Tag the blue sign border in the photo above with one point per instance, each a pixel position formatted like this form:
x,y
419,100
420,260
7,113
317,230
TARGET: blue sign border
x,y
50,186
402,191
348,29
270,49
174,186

* * * * *

# [DIRECTIONS]
Reproduce every item above verbatim, line for line.

# [ANSWER BELOW]
Tag the blue sign border in the photo above with one point per instance, each a pixel position formatted like this form:
x,y
419,100
420,260
7,113
317,230
TARGET: blue sign border
x,y
50,186
402,191
348,29
270,49
174,186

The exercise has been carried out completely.